How thermoforming could bring diagnosis to the point of care
September 27, 2016
Lab-on-a-chip technology promises to speed up disease diagnosis and bring it to the point of patient care. These “labs” are actually disks designed with microsized channels and chambers that are prefilled with small amounts of diagnostic reagents. The consumable disks are placed into tabletop centrifuge systems where they are filled with patient fluid samples or swab samples; as the fluids pass through the channels and into chambers, the system optically detects positive or negative test results.
Hahn-Schickard has been manufacturing lab-on-a-chip systems since 2007, calling the technology a "pocket lab."
Some of the company’s projects are funded by either the European Union, the German government (BMBF), or the state of Baden-Wuerttemberg, reports Dr. Daniel Mark, Associate Director of Hahn-Schickard, to PMP News. “Additionally, we perform development for and funded by industry,” he says.
While the company has been using injection-molded microfluidic disks, it decided to investigate an alternative: inexpensive plastic test elements produced by thermoforming polymer films with chambers and channels.
“There is a clear benefit [to] thin-walled disks for fast PCR applications, due to the better heat transfer through the thinner polymer walls compared to injection molded disks,” says Mark. “Additionally, we see the potential for inexpensive mass-manufacturing in the future based on a fast roll-to-roll process.”
For these thin-walled polymer disks, Hahn-Schickard is employing thermoforming technology from Rohrer AG. “Rohrer has been an excellent partner in the last years in the process of upscaling our prototyping-level thermoforming process to an industrial, automated process,” says Mark.
Albert Birkicht, General Manager, Rohrer Processing & Packaging Technology, tells PMP News that “Hahn-Schickard wanted to bring diagnostics to markets that had not had them before and to look into alternatives for a low-cost approach.” The use of point-of-care diagnostics is especially appealing for markets that lack “personnel and a dedicated infrastructure for handling and transporting blood,” he adds.
In addition, “the company didn’t want to use the traditional injection-molded approach because it is extremely expensive,” he continues. “Each tooling run and modification can be about $50,000, so it’s prohibitive to do a few iterations on a design.”
The project was perfect for Rohrer. Birkicht says that his company is known for innovation and taking on small, very specialized projects. “We concentrate on specialty projects that generally require modifications to a proven standardized blister machine. We have a modular approach to building machinery, and we rarely build finalized machines the same way.”

> _Work order_
Could you extend the article on thermoforming for point-of-care diagnostics past its last paragraph?

> _Extracted material_

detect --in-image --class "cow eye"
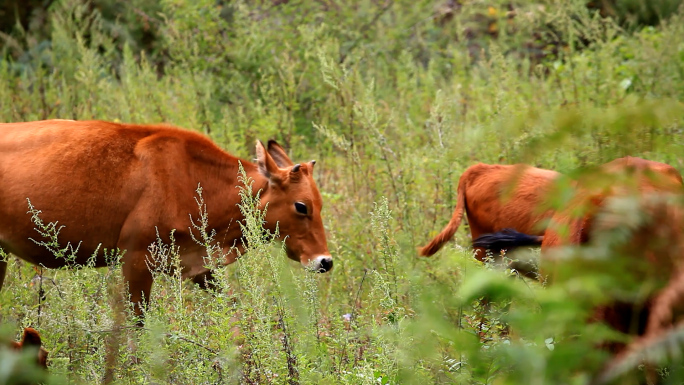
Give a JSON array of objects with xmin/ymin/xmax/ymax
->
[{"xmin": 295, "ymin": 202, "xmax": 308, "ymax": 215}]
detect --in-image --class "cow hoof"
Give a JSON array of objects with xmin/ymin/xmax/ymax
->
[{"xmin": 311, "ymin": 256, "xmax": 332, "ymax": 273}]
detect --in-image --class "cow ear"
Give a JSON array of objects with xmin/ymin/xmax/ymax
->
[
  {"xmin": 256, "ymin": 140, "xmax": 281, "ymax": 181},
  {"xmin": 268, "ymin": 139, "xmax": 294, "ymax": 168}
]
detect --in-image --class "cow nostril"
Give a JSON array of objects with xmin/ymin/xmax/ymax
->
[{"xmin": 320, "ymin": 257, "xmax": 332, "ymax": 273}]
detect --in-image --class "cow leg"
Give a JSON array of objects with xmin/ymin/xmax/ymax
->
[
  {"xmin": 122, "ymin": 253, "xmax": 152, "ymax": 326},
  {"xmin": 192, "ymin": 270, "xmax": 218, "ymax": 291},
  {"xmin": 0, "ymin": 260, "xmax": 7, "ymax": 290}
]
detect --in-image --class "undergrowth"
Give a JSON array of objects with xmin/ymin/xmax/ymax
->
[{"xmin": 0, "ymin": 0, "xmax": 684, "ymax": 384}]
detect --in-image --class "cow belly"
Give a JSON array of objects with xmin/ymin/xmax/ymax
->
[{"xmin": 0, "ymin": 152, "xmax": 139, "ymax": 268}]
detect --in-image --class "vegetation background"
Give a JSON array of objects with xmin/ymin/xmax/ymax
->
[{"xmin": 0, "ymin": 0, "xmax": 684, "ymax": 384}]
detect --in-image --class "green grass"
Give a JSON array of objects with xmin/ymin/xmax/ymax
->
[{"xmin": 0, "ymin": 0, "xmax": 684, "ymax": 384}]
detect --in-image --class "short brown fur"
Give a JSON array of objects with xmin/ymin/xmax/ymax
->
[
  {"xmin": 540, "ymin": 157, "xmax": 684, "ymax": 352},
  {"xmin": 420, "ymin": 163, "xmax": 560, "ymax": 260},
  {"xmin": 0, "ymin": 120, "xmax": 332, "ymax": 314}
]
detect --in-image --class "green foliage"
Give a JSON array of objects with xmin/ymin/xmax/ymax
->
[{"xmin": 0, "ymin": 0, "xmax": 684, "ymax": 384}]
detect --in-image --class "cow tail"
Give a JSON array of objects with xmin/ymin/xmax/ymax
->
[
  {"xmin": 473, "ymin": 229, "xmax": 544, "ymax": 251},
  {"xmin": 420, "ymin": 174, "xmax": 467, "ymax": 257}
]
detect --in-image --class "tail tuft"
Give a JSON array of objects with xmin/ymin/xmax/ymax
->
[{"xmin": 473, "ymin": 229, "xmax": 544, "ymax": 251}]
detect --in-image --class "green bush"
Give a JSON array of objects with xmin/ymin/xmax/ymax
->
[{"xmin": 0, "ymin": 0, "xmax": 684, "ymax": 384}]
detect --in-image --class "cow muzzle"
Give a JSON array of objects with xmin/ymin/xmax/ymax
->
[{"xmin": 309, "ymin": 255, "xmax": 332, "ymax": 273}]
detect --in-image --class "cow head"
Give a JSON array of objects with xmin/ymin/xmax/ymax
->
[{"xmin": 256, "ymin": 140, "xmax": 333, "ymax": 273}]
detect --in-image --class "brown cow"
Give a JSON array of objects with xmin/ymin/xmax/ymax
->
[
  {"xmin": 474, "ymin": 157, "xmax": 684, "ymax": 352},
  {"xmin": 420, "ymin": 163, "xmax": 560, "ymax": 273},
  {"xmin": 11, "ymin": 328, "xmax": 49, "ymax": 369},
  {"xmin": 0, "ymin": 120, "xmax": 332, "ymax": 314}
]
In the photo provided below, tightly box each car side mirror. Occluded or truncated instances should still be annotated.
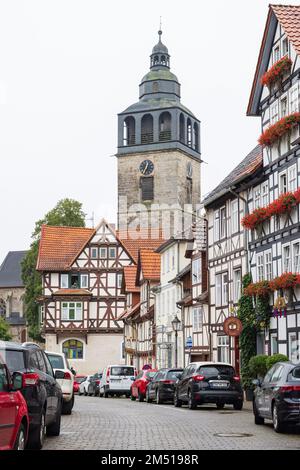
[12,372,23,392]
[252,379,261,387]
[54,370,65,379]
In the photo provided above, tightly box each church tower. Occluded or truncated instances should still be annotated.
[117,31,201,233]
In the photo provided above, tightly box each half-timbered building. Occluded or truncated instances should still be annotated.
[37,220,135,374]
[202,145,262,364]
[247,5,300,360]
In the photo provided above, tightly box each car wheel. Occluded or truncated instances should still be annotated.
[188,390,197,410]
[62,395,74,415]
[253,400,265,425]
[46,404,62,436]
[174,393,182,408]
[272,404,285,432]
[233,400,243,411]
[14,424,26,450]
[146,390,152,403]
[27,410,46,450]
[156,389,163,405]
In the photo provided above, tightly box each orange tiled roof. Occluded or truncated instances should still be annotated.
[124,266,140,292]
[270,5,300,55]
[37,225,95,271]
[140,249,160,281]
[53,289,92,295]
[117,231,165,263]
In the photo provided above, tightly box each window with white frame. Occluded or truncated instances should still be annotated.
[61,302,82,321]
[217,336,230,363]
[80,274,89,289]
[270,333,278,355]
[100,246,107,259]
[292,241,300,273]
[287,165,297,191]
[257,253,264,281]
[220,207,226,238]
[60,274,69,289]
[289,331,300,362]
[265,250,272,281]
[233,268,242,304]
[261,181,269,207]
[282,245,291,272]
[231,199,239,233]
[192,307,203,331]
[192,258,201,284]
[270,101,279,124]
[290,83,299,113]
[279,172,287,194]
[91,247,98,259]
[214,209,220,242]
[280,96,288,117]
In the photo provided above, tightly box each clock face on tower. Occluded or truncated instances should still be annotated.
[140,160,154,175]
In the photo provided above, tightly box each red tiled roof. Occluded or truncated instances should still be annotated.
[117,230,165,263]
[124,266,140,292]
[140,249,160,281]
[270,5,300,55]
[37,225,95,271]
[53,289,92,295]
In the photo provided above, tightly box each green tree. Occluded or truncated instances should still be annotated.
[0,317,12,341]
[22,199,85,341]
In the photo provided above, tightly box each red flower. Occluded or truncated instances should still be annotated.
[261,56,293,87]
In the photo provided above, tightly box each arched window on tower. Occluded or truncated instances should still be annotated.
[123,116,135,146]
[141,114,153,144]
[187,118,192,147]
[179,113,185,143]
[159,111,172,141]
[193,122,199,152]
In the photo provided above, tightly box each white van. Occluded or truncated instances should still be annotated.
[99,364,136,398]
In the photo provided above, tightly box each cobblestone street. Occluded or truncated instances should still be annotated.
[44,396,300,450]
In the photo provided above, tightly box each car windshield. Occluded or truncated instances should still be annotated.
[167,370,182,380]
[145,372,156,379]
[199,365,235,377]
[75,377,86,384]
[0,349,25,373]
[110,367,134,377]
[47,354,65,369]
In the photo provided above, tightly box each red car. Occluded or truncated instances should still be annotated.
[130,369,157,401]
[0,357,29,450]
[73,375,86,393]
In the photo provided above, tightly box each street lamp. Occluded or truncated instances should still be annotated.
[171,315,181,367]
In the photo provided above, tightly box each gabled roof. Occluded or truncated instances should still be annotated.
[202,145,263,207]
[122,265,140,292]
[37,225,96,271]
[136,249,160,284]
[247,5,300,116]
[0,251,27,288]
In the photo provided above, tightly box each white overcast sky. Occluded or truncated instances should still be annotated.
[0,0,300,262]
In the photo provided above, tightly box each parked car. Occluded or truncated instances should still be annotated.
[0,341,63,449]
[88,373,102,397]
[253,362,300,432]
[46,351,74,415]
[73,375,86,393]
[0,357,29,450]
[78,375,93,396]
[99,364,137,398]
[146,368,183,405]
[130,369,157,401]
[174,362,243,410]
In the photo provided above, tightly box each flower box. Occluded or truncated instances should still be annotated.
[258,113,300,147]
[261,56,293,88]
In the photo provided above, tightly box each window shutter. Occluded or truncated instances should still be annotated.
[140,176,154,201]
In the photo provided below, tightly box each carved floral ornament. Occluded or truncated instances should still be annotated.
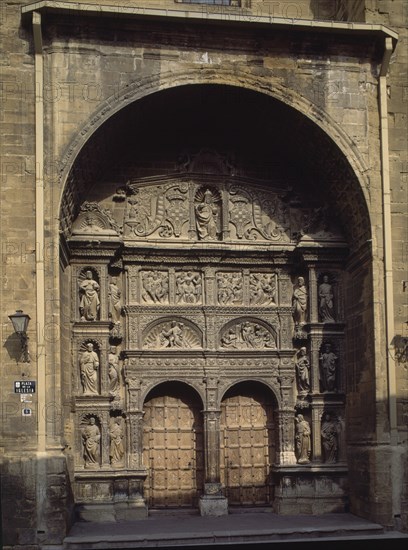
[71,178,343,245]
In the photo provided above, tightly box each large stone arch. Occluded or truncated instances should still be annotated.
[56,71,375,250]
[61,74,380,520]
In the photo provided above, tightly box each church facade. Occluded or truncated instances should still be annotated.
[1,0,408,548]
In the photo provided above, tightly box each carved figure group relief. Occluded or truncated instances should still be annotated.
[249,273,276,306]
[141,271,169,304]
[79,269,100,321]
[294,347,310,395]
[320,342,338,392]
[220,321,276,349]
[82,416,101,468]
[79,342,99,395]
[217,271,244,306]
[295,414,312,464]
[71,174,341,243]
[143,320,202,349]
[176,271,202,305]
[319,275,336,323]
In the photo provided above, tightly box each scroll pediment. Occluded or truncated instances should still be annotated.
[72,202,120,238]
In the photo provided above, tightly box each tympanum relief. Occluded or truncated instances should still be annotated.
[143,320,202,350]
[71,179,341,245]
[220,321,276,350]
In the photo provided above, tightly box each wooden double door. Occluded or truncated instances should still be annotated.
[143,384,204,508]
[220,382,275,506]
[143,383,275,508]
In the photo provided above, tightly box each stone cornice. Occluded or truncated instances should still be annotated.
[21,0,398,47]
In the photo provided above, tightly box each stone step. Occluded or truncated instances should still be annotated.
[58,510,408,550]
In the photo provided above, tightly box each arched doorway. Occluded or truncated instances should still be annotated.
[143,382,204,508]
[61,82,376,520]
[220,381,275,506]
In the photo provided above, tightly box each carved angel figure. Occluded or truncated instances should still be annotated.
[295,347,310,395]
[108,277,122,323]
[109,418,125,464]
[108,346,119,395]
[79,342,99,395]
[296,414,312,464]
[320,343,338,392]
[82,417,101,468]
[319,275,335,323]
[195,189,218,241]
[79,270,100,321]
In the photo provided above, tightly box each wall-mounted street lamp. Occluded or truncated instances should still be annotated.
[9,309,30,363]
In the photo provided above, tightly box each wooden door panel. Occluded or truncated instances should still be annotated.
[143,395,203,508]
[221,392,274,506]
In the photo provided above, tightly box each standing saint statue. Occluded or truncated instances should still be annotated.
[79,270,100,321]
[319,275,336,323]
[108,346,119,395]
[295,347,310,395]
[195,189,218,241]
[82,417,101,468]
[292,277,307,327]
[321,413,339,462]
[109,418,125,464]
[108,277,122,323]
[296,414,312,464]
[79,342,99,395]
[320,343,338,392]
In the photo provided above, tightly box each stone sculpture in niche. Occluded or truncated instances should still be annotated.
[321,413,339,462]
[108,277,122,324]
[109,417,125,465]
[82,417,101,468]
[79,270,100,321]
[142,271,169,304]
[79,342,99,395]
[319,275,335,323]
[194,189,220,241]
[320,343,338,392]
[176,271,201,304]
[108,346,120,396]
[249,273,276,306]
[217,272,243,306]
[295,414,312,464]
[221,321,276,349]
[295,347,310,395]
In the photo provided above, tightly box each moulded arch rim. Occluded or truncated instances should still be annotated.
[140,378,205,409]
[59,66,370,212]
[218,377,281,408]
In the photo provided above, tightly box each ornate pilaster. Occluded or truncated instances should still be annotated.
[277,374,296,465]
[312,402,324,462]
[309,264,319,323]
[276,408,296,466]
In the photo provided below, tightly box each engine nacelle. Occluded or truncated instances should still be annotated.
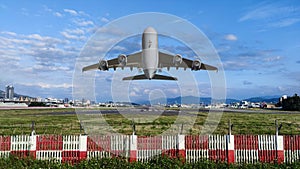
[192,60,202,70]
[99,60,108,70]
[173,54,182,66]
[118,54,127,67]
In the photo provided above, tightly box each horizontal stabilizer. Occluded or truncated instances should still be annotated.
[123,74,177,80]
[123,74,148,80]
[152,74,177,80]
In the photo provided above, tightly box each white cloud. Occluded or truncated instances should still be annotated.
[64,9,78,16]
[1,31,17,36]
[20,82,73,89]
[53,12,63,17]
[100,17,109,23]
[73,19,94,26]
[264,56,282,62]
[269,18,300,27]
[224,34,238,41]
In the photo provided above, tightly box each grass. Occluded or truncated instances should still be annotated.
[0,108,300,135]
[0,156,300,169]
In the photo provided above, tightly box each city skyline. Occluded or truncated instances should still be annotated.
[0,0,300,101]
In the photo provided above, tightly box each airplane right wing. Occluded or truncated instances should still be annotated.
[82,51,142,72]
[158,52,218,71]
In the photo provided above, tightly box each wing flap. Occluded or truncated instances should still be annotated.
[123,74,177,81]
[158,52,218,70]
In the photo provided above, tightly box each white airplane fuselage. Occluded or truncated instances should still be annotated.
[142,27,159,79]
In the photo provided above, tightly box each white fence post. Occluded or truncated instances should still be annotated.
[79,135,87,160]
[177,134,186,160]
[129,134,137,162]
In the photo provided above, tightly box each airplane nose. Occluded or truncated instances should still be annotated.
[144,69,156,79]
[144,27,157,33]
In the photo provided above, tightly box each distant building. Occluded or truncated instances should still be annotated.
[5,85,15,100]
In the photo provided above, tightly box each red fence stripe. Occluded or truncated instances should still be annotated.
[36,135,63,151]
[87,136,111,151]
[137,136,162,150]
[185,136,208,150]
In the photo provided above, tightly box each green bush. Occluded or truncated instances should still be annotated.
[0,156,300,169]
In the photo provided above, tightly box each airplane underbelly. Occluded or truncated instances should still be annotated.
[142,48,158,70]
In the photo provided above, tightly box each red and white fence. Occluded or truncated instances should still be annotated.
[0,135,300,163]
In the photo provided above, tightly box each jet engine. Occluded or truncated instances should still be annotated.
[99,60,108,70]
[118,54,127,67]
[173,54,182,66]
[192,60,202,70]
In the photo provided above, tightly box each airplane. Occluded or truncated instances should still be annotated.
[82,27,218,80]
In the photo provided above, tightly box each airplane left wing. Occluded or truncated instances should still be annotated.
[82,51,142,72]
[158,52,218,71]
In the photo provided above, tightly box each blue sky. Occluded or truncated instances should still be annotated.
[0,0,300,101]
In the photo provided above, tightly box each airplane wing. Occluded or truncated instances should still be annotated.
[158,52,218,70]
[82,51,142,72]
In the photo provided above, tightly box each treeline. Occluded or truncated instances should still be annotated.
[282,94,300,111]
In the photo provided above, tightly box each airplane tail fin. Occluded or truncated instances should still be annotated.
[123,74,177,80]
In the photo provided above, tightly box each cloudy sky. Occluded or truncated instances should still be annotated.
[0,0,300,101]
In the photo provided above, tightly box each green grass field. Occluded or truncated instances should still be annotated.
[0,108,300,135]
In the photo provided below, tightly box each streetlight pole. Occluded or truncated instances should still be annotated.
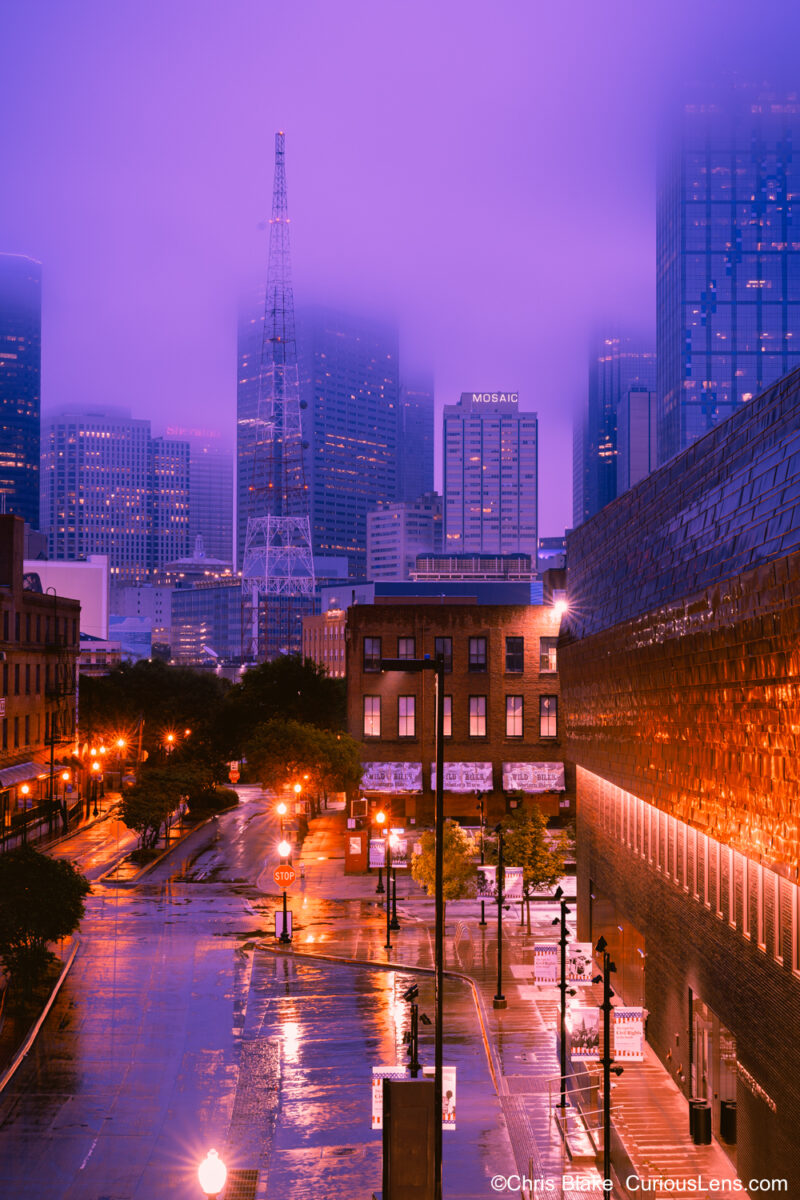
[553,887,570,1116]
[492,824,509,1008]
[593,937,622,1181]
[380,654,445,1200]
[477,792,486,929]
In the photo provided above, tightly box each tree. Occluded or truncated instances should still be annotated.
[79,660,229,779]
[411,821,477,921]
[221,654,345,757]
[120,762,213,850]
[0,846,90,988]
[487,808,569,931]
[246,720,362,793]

> _Result_
Hahn-Schickard and Rohrer began working together to develop the project using a specific machine, Rohrer’s R760, and Rohrer handled tooling design and engineering.
Rohrer modified its R760 blister-forming machine to thermoform disks with channels down to 50 microns deep. “The system has to apply the right amount of pressure and precision in heating during the forming process,” Birkicht says. “We also had to design the system so that there would be absolutely no air bubbles under the film or foil when forming. And the cooling system had to extract heat at the right point during the cooling process so we wouldn’t destroy the formed disk.” Critical geometry parameters of the thermoformed disk are optically verified using sophisticated measurement equipment.
Typical blister thermoforming lines produce between 20 and 100 cycles per minute, but because of the manufacturing precision needed for the disks, this modified machine is capable of producing one cycle per minute. The cycle time, however, is competitive with that of injection molding, Birkicht says. With an in-house, dedicated R760 machine, the team is working to get the cycle time even lower.
Above: The R760S from Rohrer
Birkicht says that the project needed a material that turns “almost liquid” during thermoforming “without getting destroyed.” The material needed to be durable enough to withstand exposure to high pressure during the forming and vacuum process.
The team identified a 10-mil-thick cyclic olefin polymer (COP) as the ideal material. In addition to being suitable for the high-temperature, high-pressure thermoforming process, Mark from Hahn-Schickard says that “for us, COP (and COC) proved compatible to the optical and biochemical requirements for most of our applications.”
Adds Birkicht: “Because the specimen extractions are read optically, the disk has to be transparent. The very thin, transparent material offered a huge advantage.”
When asked how Rohrer’s thermoforming technology played a role in enabling Hahn-Schickard’s innovations, Mark says that “as [we are an] R&D service provider ‘from visions to products,’ it is very important for us to supply our customers with a perspective beyond the prototype.”
“With the new, industrial fabrication process for thermoformed disks, our customers can perform trials [and] clinical studies and are also ready for market entry with the prototypes we develop together with our partners,” he says.
Hahn-Schickard is “currently entering discussions with our customers to bring first products to market in the near future,” concludes Mark. “As a creative R&D service provider, we still have many ideas for improvements to make the products of our customers more powerful and even easier to manufacture. Rohrer has an excellent technology background to support these ideas and bring them to industrial fabrication levels.”